• **DIRECTIONS**: Count the lines in the entries below that contain the word "benchmark", and reply with only that number.

• **INFORMATION SHOWN**:
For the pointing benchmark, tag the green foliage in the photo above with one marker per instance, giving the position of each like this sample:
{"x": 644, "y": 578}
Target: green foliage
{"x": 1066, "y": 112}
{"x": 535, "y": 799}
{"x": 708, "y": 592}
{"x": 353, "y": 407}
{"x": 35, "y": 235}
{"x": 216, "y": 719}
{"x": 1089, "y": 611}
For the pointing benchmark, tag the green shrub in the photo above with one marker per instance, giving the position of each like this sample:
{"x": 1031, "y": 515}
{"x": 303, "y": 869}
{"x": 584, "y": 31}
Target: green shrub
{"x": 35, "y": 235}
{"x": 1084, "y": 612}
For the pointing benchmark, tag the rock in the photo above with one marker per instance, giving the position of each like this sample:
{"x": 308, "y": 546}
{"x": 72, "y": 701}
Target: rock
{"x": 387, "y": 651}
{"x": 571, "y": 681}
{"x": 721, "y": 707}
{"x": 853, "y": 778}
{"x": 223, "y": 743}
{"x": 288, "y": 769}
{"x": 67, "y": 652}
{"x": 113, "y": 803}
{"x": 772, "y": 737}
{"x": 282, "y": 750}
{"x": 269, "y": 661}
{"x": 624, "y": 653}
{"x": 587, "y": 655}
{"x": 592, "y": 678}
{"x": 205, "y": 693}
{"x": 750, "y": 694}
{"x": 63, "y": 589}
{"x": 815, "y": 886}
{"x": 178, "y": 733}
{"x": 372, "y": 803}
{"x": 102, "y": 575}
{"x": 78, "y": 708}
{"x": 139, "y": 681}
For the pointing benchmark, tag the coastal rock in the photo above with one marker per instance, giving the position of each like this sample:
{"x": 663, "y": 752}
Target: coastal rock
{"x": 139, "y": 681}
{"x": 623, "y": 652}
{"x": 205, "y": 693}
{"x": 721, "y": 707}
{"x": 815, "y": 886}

--

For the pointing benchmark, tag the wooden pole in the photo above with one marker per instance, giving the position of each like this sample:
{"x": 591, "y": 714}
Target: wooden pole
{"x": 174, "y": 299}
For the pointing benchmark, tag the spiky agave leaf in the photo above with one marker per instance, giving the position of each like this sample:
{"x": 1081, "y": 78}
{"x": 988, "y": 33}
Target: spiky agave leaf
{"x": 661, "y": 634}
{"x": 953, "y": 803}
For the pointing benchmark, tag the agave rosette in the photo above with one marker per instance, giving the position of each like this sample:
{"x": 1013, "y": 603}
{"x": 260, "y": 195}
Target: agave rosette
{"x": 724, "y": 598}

• **REPLY TO THE EXERCISE**: 7